KENTUCKY THOROUGHBREDS

WHEN Daniel Boone in 1775 brought to the Virginia Legislature a resolution to improve the breed of horses over in Kentucky County, he was voicing a determination that has persisted in the Bluegrass. And the Bluegrass has made Kentucky celebrated throughout the world for its fine horses.

The resolve alone would not have been enough, however, if the Bluegrass did not have a mild climate and 1,200 square miles of cherished land around Lexington peculiarly fitted to be the nursery of thoroughbreds. The long, easy roll of the land, with its firm, dry turf undisturbed by plows and harrows, with its pools of water and its clumps of open woods, seems to please the eyes and feet of both horses and men. Underneath this Bluegrass turf is a layer of rare Ordovician limestone, a shell deposit laid down millions of years ago when the region was an ocean floor. This limestone gives to the water and grass a high phosphorus and calcium content which builds light, solid bones, elastic muscles, and strong tendons in the horses that feed and drink here. Under these ideal conditions are developed the prime requisites of the Thoroughbred strength and fleetness. As a result, Kentucky-bred horses make up one-half of the winners on first-class American tracks, and a large majority of Derby firsts.

Kentucky has always been interested in horse racing and horse breeding. The first settlers in the Bluegrass were men from Virginia and the Carolinas, who brought with them over the mountains and down the rivers on flatboats strong, fast horses, tended affectionately and with care. As early as 1788, six months after the first edition of the Kentucky Gazette was printed, there appeared the first Kentucky stallion advertisements. One of them reads, in part:
The famous horse Pilgarlic, of a beautiful colour, full fourteen hands three inches high, rising ten years old, will stand the ensuing season on the head of Salt River at Captain Abe Irvins, Mercer County, and will cover mares at the very low price of ten shillings a leap, if the money is paid down, or fifteen at the expiration of the season; and twenty shillings the season in cash, or thirty shillings in good trade. . . .

None of these first stallions was good enough to improve the breed; but after about fifty years of importing sires and brood mares, Kentucky began to produce great Thoroughbreds. The first Thoroughbreds were English products. In England the strong, heavy Norman horses that had carried armored knights into battle were relegated by changing times to the fields, and the qualities of the light, fleet animals from the East were sought. Three great Eastern sires were imported into England the Byerly Turk about 1685, Barley's Arabian in 1704, and the Godolphin Arabian in 1730. Crossed with native mares, they produced the English Thoroughbred, a peerless runner. In England the Thoroughbred was improved until there were the three great stallions, Herod (1758), Eclipse (1764), and Matchem (1748), who established the three dominant male lines to which all Thoroughbreds belong.

§ **AIM**: Can you give the Kentucky Thoroughbreds passage again, beginning at the words "WHEN Daniel Boone" and stopping after "its fine horses.", with "Virginia Legislature" updated to "Virginia General Assembly"?

§ **PROVIDED INFORMATION**:

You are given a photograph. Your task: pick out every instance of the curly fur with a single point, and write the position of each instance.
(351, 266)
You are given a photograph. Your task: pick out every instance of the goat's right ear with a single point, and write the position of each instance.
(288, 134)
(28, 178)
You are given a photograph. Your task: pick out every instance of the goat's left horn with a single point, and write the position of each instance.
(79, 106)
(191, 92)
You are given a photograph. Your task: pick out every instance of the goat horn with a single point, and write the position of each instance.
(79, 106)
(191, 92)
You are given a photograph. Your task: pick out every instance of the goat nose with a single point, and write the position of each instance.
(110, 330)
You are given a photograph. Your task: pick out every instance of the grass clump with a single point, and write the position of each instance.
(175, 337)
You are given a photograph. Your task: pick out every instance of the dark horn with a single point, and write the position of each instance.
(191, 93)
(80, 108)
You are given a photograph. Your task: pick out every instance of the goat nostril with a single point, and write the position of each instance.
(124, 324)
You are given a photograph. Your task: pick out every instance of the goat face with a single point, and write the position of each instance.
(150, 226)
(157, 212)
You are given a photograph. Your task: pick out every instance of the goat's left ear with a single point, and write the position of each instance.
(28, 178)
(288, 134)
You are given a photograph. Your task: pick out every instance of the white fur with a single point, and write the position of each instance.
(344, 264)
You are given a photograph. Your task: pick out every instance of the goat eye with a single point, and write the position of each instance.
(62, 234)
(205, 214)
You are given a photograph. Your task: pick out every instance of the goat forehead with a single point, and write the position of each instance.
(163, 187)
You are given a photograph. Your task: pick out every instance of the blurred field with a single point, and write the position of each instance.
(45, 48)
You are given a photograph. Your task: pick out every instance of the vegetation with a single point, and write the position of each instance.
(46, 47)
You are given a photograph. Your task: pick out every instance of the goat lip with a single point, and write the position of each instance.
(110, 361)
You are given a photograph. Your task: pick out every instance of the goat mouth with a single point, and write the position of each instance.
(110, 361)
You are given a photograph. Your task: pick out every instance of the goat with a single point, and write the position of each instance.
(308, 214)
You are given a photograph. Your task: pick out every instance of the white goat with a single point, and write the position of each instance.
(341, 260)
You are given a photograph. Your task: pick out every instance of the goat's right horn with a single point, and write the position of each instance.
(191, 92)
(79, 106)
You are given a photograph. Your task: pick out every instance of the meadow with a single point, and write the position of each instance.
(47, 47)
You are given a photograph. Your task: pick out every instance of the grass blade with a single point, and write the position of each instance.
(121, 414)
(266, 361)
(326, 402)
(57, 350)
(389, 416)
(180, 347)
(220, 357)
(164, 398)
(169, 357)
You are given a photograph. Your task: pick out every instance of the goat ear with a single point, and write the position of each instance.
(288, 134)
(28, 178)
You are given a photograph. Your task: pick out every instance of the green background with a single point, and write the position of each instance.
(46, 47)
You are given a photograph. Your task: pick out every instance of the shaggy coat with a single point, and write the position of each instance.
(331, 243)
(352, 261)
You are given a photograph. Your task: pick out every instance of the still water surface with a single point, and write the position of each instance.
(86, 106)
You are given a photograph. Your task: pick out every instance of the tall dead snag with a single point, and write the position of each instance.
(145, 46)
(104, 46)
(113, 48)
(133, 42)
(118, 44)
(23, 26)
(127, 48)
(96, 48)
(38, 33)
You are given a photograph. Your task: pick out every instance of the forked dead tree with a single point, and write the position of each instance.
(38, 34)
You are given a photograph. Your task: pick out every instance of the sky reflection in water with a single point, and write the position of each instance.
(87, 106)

§ **FULL OUTPUT**:
WHEN Daniel Boone in 1775 brought to the Virginia General Assembly a resolution to improve the breed of horses over in Kentucky County, he was voicing a determination that has persisted in the Bluegrass. And the Bluegrass has made Kentucky celebrated throughout the world for its fine horses.